> **Tareas propuestas**:
(a) Enumere todas las poblaciones que se nombran en el fragmento sobre cementerios.
(b) Reproduzca del fragmento sobre cementerios el pasaje que comienza en "Anserma tiene dos" y termina en "forasteros. Yo lo era.".

Anserma tiene dos cementerios. En el de arriba, con destino de templete, existe un lugar que reniega ese propósito para acoger el de mirador. Acceder a él es un ejercicio que opaca la tristeza, incluso desestima el duelo espantado por las gracias del paisaje lleno de rotos de sol y manchas de sombra, de lejanías que animan a no dejar de mirarlas, de montañas allá que provoca remontarlas. Claro que, a fuerza de verlo o de visitarlo, ya la gente lo desapercibe, y el templete, ahora, no pasa de ser un gustoso halago para forasteros. Yo lo era.

Fue en este cementerio donde conocí, pegado con curia sobre la lápida, la foto plastificada del fallecido: viejo, de sombrero de fieltro, gordo, luciendo sus colgandejos de oro, abrazado a una que acentuaba sus años y confirmaba sus lujos en un parque extranjero. Una pareja de siriríes, después de cada vez que jugaba sus acrobacias para atrapar las mariposas de sus glotonerías, se aposentaba en las varillas herrumbrosas, como muñones lúgubres, que en algún tiempo inmemorial fueron los estirados brazos de una cruz de cementerio. No puedo asegurar que los siriríes me vieron. Yo si los vi, y puedo asegurar que se desenpiojaron, se piquiaron muchas veces. Y una vez, una sola vez, se amaron.

Al cementerio de Chinchiná, amurallado como un panóptico, fui, seducido por el deseo de conocer la tumba del compositor Abel de J. Salazar: la conocí. No le recé. Fue mejor cantarle. Le canté, de su autoría, “Frente a frente”, un tema que inmortalizó el Conjunto América y que en Caramanta, donde nací, se lo bebió semanas enteras don Gustavo Álvarez, el cantinero de la Calle La Pola, acorralado por los desgarros inaguantables de una traición de mujer. Días antes, filmando un ensayo de bailes colombianos en la sede del Casd, en Manizales, conocí al también compositor don Gerardo Arizmendi, de Villamaría pero residente en esa población. Lo encontré enterrado a diez pasos de su colega. Por el cementerio de Chinchiná, entonces, volaba un olor a pino derribado, extraviado entre los nítidos olores a café, a buen café.

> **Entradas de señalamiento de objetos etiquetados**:
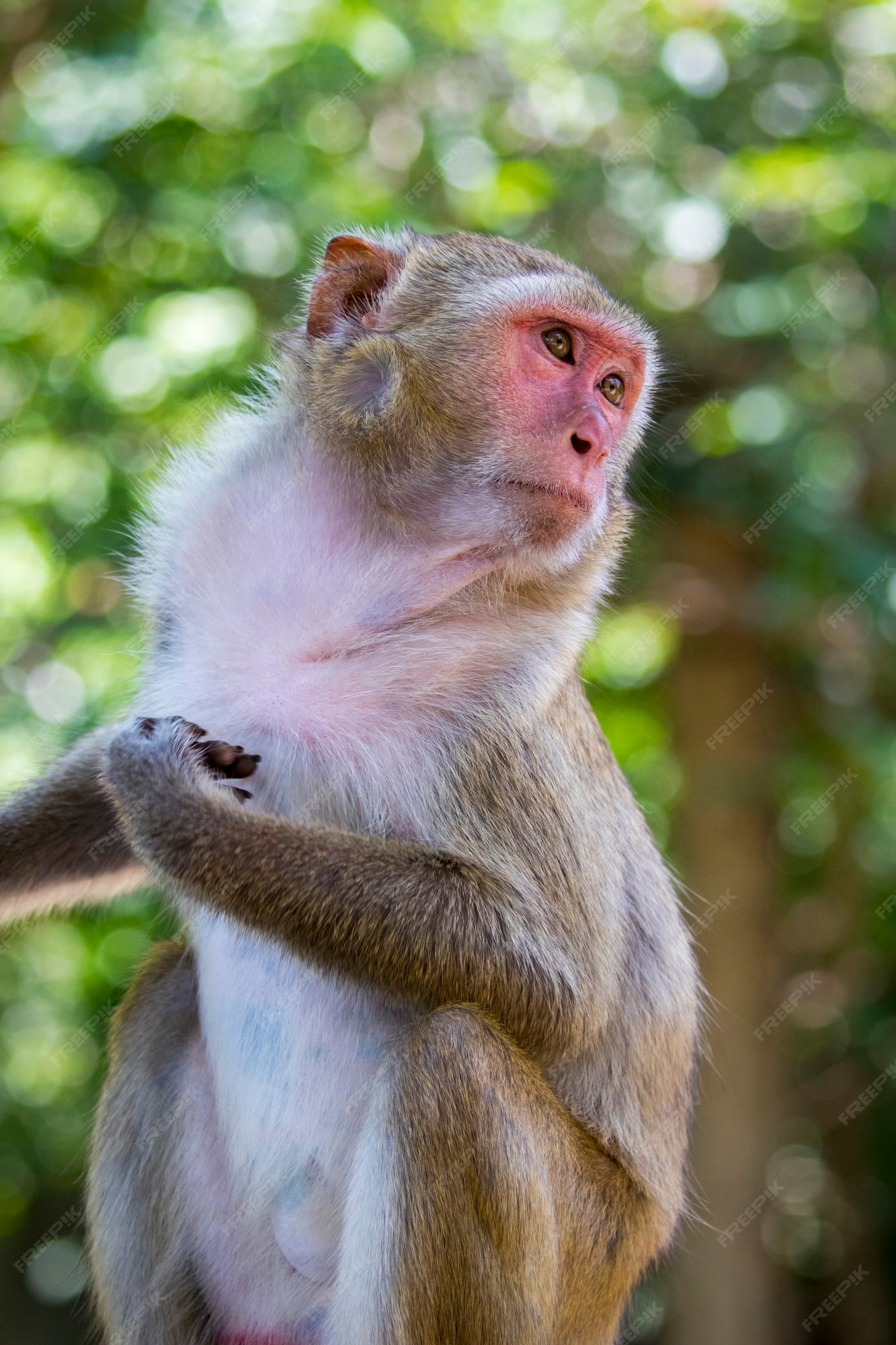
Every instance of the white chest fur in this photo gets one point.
(270, 583)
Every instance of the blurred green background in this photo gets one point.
(167, 171)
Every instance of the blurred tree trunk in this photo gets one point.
(725, 845)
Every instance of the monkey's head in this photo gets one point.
(479, 391)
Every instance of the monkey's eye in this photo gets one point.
(559, 342)
(614, 388)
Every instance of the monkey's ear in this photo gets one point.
(354, 275)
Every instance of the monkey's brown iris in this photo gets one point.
(559, 342)
(614, 388)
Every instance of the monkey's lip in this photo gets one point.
(569, 494)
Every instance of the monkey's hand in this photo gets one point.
(158, 771)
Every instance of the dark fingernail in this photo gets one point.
(243, 767)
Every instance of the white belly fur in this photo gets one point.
(276, 1093)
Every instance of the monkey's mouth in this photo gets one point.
(568, 494)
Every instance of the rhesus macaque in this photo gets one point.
(421, 1074)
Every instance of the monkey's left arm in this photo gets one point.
(393, 914)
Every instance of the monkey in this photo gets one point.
(421, 1067)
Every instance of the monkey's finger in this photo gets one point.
(244, 766)
(189, 726)
(218, 755)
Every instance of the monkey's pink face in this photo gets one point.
(567, 387)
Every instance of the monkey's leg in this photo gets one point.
(479, 1213)
(61, 840)
(143, 1281)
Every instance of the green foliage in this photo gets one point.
(169, 169)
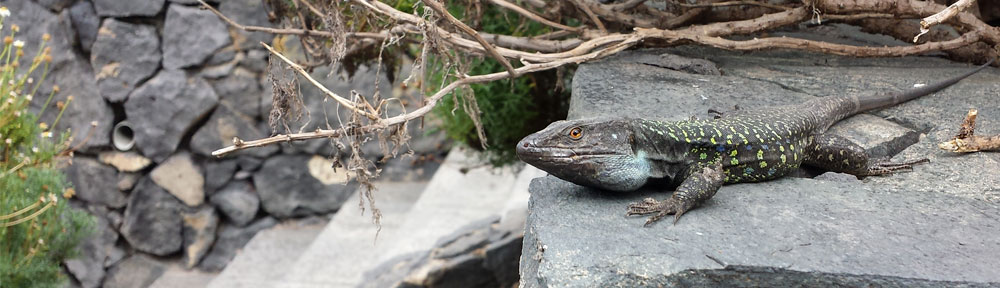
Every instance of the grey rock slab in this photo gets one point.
(199, 234)
(218, 172)
(152, 220)
(137, 270)
(176, 276)
(229, 241)
(288, 185)
(879, 137)
(793, 230)
(85, 22)
(164, 108)
(181, 47)
(238, 201)
(224, 125)
(128, 8)
(240, 91)
(928, 227)
(265, 259)
(95, 182)
(182, 178)
(70, 71)
(123, 55)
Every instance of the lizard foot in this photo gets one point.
(883, 167)
(660, 208)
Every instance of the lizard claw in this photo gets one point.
(882, 167)
(660, 208)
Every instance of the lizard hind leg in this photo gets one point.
(838, 154)
(700, 185)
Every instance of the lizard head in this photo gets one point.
(591, 152)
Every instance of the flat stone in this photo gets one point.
(152, 220)
(879, 231)
(179, 176)
(125, 161)
(218, 172)
(95, 182)
(238, 202)
(85, 22)
(128, 8)
(240, 91)
(181, 48)
(135, 271)
(71, 72)
(224, 125)
(123, 55)
(199, 234)
(230, 240)
(287, 188)
(169, 97)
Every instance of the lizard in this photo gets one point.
(699, 156)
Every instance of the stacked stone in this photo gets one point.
(187, 84)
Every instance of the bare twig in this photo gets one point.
(533, 16)
(343, 101)
(937, 18)
(443, 12)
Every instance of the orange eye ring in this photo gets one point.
(576, 133)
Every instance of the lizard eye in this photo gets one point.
(576, 133)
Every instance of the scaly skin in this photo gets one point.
(699, 156)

> **Soluciones**:
(a) Anserma, Chinchiná, Caramanta, Manizales, Villamaría

(b)
Anserma tiene dos cementerios. En el de arriba, con destino de templete, existe un lugar que reniega ese propósito para acoger el de mirador. Acceder a él es un ejercicio que opaca la tristeza, incluso desestima el duelo espantado por las gracias del paisaje lleno de rotos de sol y manchas de sombra, de lejanías que animan a no dejar de mirarlas, de montañas allá que provoca remontarlas. Claro que, a fuerza de verlo o de visitarlo, ya la gente lo desapercibe, y el templete, ahora, no pasa de ser un gustoso halago para forasteros. Yo lo era.